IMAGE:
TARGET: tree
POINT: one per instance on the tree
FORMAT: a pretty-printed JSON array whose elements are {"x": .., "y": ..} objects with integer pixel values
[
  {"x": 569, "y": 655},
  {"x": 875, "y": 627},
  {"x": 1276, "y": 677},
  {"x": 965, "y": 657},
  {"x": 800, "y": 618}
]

--

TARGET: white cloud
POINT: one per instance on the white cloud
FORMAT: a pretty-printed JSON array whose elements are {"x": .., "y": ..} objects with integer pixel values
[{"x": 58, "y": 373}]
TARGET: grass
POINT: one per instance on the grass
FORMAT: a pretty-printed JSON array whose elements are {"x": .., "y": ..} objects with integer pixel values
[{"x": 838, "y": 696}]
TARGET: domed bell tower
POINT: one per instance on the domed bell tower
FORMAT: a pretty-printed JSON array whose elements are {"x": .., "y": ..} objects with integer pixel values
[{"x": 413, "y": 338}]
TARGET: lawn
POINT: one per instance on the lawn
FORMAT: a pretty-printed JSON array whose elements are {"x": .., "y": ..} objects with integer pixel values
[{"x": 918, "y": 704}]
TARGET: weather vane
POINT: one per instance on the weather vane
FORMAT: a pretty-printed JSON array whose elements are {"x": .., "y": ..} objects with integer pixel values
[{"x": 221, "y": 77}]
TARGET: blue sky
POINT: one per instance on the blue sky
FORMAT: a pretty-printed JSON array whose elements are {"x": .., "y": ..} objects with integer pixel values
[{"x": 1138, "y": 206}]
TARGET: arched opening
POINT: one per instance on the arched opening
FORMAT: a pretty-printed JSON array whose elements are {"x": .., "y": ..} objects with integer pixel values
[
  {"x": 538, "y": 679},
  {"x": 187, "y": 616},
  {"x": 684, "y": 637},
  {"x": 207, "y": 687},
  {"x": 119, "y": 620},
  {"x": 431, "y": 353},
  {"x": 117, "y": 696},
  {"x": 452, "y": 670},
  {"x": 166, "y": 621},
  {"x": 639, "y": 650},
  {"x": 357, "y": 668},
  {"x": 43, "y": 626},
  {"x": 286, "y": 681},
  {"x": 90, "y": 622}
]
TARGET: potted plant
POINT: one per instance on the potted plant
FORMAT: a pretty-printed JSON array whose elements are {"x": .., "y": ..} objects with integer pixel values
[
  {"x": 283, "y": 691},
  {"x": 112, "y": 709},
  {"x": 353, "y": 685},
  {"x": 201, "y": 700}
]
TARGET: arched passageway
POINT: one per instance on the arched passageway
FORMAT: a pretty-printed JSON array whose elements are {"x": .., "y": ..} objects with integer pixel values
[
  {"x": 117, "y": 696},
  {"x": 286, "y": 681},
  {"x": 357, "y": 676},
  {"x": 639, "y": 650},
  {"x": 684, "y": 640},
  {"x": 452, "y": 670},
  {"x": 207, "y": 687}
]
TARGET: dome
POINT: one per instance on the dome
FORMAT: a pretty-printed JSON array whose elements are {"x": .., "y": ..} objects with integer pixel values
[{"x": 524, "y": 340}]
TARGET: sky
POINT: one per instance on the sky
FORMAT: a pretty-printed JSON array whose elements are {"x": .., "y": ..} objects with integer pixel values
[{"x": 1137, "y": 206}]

_Task to complete_.
Count the lines in the items above that contain the string "blue", treating upper and lower case as different. Reply with the number alone.

_In response_.
2